Reproduce the stretch of the material from the line containing "If you don't mind, please tell me where the fence" through the line containing "[483,213,515,285]", replacing "truck door" with "cab door" and leaving everything else unchanged.

◆ DATASET ◆
§

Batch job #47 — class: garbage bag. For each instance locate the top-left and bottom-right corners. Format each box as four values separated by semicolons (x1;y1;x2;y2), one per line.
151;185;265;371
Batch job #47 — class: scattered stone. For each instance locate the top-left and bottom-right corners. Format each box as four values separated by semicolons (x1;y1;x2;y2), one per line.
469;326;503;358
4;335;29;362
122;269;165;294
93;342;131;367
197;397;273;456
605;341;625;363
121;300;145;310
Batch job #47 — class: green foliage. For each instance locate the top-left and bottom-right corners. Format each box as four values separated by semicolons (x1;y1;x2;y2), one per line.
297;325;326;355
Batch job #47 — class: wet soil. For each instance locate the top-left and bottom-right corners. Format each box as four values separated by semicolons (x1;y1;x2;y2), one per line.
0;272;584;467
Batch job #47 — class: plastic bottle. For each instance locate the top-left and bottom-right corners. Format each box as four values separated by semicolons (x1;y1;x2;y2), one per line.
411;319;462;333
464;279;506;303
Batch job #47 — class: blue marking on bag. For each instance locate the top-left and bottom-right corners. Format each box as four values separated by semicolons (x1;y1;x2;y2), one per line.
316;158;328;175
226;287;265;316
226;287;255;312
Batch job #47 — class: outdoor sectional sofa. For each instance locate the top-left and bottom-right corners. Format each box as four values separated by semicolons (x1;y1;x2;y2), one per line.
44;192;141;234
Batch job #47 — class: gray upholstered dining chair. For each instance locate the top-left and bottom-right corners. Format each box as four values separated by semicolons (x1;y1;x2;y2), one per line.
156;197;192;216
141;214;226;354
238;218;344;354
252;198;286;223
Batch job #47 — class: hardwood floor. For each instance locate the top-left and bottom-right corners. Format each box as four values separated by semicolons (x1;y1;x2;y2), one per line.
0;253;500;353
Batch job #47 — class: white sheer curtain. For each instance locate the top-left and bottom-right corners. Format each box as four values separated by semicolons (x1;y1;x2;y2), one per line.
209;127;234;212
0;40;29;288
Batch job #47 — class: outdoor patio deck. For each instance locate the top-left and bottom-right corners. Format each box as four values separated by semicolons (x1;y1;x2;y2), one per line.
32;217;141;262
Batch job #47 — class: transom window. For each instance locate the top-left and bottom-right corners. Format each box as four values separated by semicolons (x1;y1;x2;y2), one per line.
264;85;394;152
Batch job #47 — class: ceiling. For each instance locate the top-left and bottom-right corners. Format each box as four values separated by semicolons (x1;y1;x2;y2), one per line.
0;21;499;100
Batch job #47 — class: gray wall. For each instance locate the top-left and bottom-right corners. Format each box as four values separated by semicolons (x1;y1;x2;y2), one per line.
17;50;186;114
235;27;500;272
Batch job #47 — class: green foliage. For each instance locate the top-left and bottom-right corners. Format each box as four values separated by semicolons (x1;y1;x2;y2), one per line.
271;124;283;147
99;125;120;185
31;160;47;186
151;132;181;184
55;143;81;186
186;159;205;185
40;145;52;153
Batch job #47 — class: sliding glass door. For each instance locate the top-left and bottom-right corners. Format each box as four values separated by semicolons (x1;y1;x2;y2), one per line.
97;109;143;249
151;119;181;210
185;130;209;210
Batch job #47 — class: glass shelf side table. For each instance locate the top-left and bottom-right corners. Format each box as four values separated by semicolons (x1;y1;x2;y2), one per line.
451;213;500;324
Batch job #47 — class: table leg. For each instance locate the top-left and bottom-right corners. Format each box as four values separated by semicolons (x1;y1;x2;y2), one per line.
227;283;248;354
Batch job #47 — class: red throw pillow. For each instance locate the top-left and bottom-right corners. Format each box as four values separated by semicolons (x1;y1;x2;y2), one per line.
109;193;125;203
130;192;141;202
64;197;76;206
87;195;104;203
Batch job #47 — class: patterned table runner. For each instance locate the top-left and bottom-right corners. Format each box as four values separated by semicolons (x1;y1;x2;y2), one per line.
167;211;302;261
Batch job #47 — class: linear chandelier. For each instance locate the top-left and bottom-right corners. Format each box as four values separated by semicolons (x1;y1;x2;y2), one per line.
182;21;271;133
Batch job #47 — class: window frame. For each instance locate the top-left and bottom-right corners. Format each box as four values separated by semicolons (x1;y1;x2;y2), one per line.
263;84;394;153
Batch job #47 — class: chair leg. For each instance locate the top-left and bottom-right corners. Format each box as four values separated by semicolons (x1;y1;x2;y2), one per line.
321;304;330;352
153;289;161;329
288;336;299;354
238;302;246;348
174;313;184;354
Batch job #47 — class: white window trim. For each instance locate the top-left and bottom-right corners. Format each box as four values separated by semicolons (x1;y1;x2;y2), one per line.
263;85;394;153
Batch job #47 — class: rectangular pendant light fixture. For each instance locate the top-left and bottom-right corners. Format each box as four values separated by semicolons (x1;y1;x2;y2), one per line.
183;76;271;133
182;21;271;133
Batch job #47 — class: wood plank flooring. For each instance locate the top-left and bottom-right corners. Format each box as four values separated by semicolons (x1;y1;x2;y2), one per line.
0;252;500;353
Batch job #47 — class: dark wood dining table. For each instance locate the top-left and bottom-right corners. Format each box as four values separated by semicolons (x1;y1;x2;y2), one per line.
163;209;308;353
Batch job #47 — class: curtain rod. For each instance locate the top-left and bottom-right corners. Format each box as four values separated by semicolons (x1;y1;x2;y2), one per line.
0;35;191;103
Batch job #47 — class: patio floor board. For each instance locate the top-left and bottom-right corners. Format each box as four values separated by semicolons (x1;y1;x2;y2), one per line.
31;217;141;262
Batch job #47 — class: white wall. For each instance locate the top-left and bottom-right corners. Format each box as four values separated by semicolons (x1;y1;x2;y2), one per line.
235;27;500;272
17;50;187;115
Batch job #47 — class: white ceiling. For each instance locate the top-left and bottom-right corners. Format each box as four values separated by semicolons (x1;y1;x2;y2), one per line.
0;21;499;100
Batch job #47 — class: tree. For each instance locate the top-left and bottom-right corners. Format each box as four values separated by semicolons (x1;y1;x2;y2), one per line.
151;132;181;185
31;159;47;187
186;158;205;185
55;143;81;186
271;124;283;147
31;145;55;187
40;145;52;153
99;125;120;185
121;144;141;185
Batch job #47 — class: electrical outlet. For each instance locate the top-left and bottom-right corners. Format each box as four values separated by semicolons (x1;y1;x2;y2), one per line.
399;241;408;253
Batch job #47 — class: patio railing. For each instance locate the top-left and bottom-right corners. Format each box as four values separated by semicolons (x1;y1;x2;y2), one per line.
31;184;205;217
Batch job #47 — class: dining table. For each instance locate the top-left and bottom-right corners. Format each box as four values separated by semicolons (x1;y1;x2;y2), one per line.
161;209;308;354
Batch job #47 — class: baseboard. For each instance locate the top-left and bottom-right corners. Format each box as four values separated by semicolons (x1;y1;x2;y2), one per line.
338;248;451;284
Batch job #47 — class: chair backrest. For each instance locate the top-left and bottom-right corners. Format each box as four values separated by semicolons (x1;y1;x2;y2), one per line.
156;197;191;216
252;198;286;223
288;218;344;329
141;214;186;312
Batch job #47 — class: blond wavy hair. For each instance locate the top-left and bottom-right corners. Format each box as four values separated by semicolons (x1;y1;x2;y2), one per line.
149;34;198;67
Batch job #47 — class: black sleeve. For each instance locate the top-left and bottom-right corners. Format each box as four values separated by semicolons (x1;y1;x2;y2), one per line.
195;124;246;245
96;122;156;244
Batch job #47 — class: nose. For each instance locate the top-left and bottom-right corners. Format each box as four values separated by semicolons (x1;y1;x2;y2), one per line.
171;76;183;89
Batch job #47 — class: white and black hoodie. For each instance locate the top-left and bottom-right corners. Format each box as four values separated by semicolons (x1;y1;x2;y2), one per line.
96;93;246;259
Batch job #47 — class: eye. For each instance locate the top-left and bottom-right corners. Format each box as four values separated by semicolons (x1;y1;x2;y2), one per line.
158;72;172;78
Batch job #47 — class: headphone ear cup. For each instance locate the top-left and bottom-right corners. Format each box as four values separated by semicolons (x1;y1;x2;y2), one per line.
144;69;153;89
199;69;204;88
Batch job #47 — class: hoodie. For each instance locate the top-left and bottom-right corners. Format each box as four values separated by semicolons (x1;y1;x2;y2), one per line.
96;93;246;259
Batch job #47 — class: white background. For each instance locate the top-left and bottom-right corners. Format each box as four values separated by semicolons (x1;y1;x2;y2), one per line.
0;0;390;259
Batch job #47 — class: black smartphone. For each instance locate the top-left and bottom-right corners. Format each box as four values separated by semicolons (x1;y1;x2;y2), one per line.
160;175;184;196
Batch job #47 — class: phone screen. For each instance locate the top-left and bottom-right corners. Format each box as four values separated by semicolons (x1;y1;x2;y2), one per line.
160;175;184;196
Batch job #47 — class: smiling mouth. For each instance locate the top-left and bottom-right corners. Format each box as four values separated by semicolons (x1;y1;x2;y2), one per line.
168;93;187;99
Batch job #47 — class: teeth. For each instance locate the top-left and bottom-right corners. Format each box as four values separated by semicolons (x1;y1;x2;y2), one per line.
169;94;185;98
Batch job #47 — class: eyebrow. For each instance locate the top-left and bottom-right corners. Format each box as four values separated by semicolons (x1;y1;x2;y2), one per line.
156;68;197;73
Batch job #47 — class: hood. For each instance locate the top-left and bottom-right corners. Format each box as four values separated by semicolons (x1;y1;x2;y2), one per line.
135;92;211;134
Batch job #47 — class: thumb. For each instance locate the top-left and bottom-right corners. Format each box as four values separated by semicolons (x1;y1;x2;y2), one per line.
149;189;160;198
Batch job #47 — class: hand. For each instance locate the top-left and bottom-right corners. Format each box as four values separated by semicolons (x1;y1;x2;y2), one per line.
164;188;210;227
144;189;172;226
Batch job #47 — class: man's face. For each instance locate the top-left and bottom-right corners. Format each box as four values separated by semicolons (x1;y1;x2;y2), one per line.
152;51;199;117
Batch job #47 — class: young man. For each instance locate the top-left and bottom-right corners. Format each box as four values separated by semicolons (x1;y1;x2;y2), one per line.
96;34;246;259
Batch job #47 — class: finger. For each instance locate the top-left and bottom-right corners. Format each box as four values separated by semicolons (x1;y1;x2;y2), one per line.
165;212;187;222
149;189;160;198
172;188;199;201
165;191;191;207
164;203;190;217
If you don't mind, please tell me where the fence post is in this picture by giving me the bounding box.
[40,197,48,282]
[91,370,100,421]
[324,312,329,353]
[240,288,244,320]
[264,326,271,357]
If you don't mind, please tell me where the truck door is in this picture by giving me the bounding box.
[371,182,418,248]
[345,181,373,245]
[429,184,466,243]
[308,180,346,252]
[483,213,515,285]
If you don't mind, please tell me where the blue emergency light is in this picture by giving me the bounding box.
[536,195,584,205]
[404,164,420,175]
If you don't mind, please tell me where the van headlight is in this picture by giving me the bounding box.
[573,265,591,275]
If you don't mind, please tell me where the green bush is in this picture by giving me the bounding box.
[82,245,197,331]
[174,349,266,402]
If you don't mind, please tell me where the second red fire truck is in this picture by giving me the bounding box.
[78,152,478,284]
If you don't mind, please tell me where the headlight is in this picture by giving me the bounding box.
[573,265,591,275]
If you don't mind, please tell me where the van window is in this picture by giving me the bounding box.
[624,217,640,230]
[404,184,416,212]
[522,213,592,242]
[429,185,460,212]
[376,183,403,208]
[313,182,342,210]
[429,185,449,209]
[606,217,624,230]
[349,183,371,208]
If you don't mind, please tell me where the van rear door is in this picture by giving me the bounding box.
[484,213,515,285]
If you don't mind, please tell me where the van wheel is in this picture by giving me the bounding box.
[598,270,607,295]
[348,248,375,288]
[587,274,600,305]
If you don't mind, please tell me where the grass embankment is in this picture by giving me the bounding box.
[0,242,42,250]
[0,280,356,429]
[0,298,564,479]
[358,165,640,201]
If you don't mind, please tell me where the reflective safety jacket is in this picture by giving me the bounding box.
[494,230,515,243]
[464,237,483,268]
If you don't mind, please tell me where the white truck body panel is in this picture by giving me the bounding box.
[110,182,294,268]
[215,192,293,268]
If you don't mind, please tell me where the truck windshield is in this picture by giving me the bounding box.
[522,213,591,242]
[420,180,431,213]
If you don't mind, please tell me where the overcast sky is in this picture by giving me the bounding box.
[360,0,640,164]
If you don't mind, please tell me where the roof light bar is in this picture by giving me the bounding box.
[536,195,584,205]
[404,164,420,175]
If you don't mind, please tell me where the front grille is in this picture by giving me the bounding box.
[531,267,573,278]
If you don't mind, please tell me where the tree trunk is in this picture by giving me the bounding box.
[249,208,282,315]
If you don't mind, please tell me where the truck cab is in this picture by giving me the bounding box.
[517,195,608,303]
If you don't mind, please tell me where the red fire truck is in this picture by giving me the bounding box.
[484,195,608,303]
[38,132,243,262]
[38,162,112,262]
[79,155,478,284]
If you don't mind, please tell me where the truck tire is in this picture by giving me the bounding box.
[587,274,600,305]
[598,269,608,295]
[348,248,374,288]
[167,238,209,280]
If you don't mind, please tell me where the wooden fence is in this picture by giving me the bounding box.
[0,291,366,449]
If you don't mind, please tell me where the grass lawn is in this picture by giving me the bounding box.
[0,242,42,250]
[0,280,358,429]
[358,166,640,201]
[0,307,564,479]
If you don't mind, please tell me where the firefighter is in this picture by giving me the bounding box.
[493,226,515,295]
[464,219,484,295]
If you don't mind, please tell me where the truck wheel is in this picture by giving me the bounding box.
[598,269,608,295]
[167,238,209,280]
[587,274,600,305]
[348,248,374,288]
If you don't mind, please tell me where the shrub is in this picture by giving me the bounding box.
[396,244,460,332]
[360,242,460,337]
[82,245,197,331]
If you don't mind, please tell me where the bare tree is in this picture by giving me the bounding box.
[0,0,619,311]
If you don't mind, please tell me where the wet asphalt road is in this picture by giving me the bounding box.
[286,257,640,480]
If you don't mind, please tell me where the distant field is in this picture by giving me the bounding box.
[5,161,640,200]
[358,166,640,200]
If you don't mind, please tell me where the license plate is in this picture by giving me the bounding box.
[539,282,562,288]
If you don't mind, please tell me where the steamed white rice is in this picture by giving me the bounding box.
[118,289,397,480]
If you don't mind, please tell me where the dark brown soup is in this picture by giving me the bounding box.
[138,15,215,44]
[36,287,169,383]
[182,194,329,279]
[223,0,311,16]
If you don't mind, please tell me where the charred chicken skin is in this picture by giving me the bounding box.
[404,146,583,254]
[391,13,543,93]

§

◆ RIGHT ANSWER ◆
If you don't mind, please tell me where the fence post is in this picture by giving me the bounding box.
[40,197,48,282]
[91,370,100,421]
[324,312,329,353]
[240,288,244,320]
[264,326,271,357]
If you don't mind, please tell me where the cab door is in this picture by giving me the bounding box.
[371,182,418,248]
[345,181,373,245]
[429,184,466,243]
[308,180,346,252]
[483,213,515,285]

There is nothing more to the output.